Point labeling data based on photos
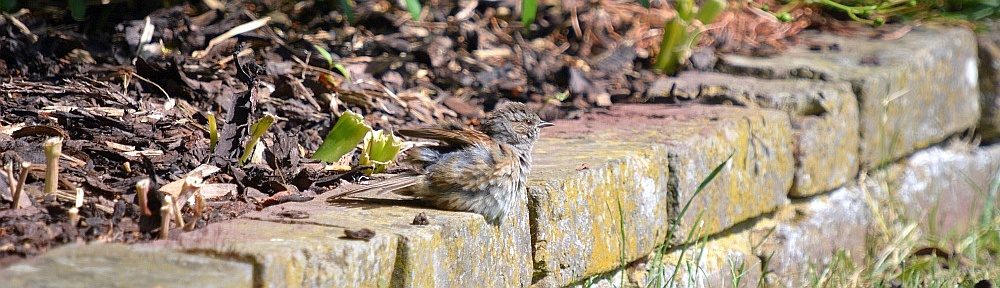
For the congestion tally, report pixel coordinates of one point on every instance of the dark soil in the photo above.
(130, 110)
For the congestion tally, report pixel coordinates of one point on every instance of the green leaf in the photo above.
(343, 71)
(667, 60)
(347, 6)
(325, 54)
(379, 150)
(345, 135)
(77, 9)
(413, 6)
(529, 9)
(257, 130)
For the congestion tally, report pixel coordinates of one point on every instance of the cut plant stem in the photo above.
(213, 131)
(53, 149)
(199, 206)
(165, 213)
(9, 172)
(79, 198)
(21, 178)
(74, 216)
(142, 191)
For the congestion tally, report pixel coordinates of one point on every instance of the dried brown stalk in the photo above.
(142, 191)
(53, 149)
(165, 212)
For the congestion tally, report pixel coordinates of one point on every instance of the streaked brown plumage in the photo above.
(473, 170)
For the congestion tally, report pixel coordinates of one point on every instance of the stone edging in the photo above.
(801, 124)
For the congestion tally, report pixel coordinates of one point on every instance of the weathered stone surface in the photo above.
(651, 158)
(946, 190)
(457, 249)
(912, 92)
(295, 255)
(577, 227)
(989, 80)
(803, 238)
(824, 117)
(116, 265)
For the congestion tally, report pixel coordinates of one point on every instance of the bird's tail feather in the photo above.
(386, 185)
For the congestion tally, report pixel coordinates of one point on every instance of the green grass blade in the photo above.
(345, 135)
(257, 130)
(529, 9)
(413, 6)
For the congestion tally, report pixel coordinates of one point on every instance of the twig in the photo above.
(154, 84)
(53, 149)
(165, 212)
(142, 191)
(199, 207)
(25, 168)
(8, 170)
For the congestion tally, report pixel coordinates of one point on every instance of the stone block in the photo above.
(988, 41)
(456, 249)
(824, 117)
(117, 265)
(804, 237)
(912, 92)
(296, 255)
(651, 158)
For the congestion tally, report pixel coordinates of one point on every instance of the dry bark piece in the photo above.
(360, 234)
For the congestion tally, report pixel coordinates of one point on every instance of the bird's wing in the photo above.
(476, 168)
(392, 184)
(453, 137)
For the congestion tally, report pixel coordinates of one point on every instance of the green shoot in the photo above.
(529, 9)
(347, 6)
(325, 54)
(349, 130)
(77, 9)
(379, 150)
(257, 130)
(343, 71)
(413, 6)
(679, 33)
(331, 64)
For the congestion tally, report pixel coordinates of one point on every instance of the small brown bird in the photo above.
(474, 171)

### WHAT YOU ARE ASKED TO DO
Give back every item above verbatim, leaving the pictures out.

### ANSWER TO THIS PROBLEM
For the congestion tally, report pixel coordinates of one point on every instance of the dark soil in the photo above.
(130, 110)
For the congestion tally, report pixel coordinates of one point on every instance of the green leaf in the photo above.
(343, 71)
(667, 60)
(347, 6)
(325, 54)
(379, 150)
(345, 135)
(77, 9)
(413, 6)
(529, 9)
(257, 130)
For the congestion tally, report pixel coordinates of one point on every instance of the cut plant stem in the photo above.
(213, 131)
(53, 149)
(199, 206)
(165, 213)
(9, 172)
(79, 198)
(21, 178)
(74, 216)
(142, 191)
For the congestion tally, report pixel coordinates of one point on every instance of the dried brown stalk in the photo above.
(142, 191)
(53, 149)
(165, 212)
For the congestion tally, report pixel coordinates of one point on every instance of the streaked brown plumage in the photo above.
(473, 170)
For the congestion tally, report pixel coordinates of one point on every instance of the stone edging in the photo above.
(801, 124)
For the congestion tally, report pixel coordinates of one point on every instance of the weathered stone surface in the photo above.
(651, 158)
(946, 190)
(457, 249)
(912, 92)
(295, 255)
(577, 227)
(989, 80)
(803, 238)
(824, 117)
(116, 265)
For the congestion tally, report pixel coordinates of one point on every instance of the bird's tail feather in the photo above.
(386, 185)
For the congestion tally, report pixel coordinates of one point on every instance of the green grass blade in the photo above.
(345, 135)
(257, 130)
(529, 9)
(413, 6)
For the congestion tally, report pixel coordinates of one point on every instance of the twig in the photo above.
(154, 84)
(53, 149)
(165, 212)
(142, 191)
(199, 207)
(25, 168)
(8, 170)
For the congestion tally, report pixel coordinates of one point on every instance of the stone block in the photo above.
(988, 41)
(456, 249)
(824, 117)
(117, 265)
(804, 237)
(912, 92)
(296, 255)
(651, 158)
For the congestion tally, report pixel coordinates of one point on every instance of the dry bark piece in the photo above.
(360, 234)
For the congestion tally, report pixel coordinates of one point on every instance of the bird's wing in the photo above.
(476, 168)
(392, 184)
(453, 137)
For the congestion tally, report pixel coordinates of one point on every instance of the green shoot in the photo above.
(529, 9)
(347, 6)
(325, 54)
(349, 130)
(77, 9)
(379, 150)
(257, 130)
(343, 71)
(413, 6)
(679, 33)
(331, 64)
For the congestion tally, report pixel coordinates of one point on every instance of the small brown bird in the photo above.
(474, 171)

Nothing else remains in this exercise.